Retype all of the entries below without changing a single character.

::: INFORMATION PROVIDED

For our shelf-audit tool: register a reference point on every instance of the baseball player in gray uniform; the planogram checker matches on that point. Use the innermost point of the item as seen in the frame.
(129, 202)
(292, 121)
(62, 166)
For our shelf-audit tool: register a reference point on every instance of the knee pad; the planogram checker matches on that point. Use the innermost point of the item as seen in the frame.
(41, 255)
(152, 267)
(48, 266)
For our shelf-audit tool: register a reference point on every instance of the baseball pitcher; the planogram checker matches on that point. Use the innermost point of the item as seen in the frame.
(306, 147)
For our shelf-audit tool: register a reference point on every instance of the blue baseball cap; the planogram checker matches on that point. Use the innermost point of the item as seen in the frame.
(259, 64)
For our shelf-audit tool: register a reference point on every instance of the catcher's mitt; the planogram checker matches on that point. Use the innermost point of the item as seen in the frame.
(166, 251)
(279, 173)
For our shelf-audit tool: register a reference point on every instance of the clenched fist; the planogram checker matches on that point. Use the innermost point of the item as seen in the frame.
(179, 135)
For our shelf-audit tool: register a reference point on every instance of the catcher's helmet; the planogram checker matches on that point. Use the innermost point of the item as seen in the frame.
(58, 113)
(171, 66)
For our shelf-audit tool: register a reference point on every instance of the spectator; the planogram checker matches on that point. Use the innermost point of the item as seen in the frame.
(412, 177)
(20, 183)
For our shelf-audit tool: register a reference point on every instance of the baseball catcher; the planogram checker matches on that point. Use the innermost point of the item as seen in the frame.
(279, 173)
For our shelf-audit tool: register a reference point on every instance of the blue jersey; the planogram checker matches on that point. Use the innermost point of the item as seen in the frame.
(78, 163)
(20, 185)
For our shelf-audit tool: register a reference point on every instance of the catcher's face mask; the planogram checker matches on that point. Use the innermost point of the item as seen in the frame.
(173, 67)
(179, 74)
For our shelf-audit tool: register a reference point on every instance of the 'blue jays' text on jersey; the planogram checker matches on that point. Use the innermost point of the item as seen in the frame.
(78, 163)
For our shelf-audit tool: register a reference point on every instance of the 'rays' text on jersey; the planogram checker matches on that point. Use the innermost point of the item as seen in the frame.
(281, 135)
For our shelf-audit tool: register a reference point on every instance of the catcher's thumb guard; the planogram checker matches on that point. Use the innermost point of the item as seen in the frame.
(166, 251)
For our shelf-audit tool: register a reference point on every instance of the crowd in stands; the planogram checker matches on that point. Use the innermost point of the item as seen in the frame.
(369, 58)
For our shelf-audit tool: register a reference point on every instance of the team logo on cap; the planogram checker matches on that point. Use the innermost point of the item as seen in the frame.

::::::

**FULL RESPONSE**.
For our shelf-audit tool: register a reference point on every instance of the baseball player in gray uniform; the planogram checker matches on that point. Use the innermost point of the item as seen in the frame.
(129, 202)
(292, 121)
(62, 166)
For our shelf-audit tool: register a reference point on every instance of the knee pad; the planogram checker matches on that point. Use the innermost point of the item as seen in the frame.
(41, 255)
(152, 267)
(48, 266)
For our shelf-audit tool: register a reference point on every instance of the baseball pitcher; the planogram checker matches on that point. Use the innermost point of the item as seen in the frame.
(306, 147)
For our shelf-audit tool: register a reference point on every instance of the blue baseball cap; the planogram checker matches on that point. Use the innermost point of the item as seen in the frame.
(259, 64)
For our shelf-audit tool: register a reference point on every instance of the catcher's mitt; the planogram checker matches on that point. Use the innermost point of the item as seen in the frame.
(166, 251)
(279, 173)
For our shelf-audit tool: register a reference point on every instance of the clenched fist; the planogram checker matches on that point. Use the innermost point of the item as seen in the frame.
(179, 135)
For our shelf-audit tool: register a reference point on every instance of the catcher's helmet; the planogram checker matches on that point. Use the innermost point of the item as seen in the frame.
(58, 113)
(171, 66)
For our shelf-audit tool: register a reference point on every instance of the spectator; the planogram checker matches on that point. Use the innermost point of the item as seen in the frame.
(412, 177)
(20, 183)
For our shelf-audit tool: register a reference point on every instance of the baseball catcher; the planogram checker matches on that point. Use the innermost point of the item as seen in the frame.
(279, 173)
For our shelf-audit tool: register a reference point on every instance of the blue jersey; the planogram checker matches on that point. Use the innermost point of the item as seen in the frame.
(78, 163)
(20, 185)
For our shelf-audit tool: register a reference point on every instance of the catcher's face mask; the planogram checker matches on that point. Use the innermost point of the item as seen in the frame.
(173, 67)
(179, 74)
For our shelf-audit tool: register a reference point on every instance of the 'blue jays' text on jersey; the planogram checker matches on that point. Use the innermost point of the item as seen in the frame.
(78, 163)
For our shelf-audit tool: register a reference point on every instance of the 'rays' text on jersey; the planogram checker matches on that point. Use the innermost point of the item as seen in the frame.
(281, 135)
For our shelf-audit tool: register a reference point on every instance of the catcher's thumb guard; the planogram checker matches on that point. Use the innermost point of the item as seen in the frame.
(166, 251)
For our shelf-audit tool: register a reference point on every instance of the crowd in stands; the planogram checker matches on that point. Use the innermost point of the item as seen in the frame.
(369, 58)
For our shelf-audit tool: register a reference point on every instance of the team logo on cap; the planogram checker matches on that point. Use the innermost point of the item as seen in the frame.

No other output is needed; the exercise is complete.